- _WRITTEN INSTRUCTION_: Write out the lines from the one containing "Category: white wall" through the end of the records, substituting "Class" for each "Category" and leaving everything else as it is.

--- start DATA PROVIDED ---

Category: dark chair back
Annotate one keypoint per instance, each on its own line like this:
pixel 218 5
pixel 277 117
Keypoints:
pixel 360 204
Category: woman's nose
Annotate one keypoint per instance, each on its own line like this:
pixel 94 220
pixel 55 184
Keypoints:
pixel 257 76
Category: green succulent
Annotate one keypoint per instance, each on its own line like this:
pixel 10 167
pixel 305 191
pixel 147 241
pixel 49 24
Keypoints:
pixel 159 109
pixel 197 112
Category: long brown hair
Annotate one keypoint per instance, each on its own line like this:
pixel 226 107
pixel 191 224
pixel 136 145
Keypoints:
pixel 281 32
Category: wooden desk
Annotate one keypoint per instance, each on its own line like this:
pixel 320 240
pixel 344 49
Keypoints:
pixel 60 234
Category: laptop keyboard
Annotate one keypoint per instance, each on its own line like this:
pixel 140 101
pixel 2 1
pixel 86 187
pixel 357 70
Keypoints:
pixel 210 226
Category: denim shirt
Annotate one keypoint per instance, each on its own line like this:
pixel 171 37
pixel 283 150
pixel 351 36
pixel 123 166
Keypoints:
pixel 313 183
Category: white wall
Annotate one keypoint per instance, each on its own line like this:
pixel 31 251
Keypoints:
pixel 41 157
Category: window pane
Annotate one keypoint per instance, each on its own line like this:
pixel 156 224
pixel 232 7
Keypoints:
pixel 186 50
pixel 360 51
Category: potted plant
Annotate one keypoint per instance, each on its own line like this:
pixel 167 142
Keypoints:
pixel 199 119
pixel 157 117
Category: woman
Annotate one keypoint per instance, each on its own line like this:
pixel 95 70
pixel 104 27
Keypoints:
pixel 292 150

--- end DATA PROVIDED ---

- _THE COMPLETED TASK_:
Class: white wall
Annotate one keypoint per instance, each on its own line like this:
pixel 31 251
Keypoints:
pixel 41 157
Class: window pane
Annotate one keypoint per instance, each on its own line like this:
pixel 156 224
pixel 232 7
Keypoints:
pixel 186 50
pixel 360 51
Class: potted plant
Annotate one keypoint per instance, each on its own line like this:
pixel 167 142
Keypoints:
pixel 199 119
pixel 157 117
Class: woman
Annotate one keypoint per instance, each on its own line like this:
pixel 95 70
pixel 104 27
Keypoints:
pixel 292 150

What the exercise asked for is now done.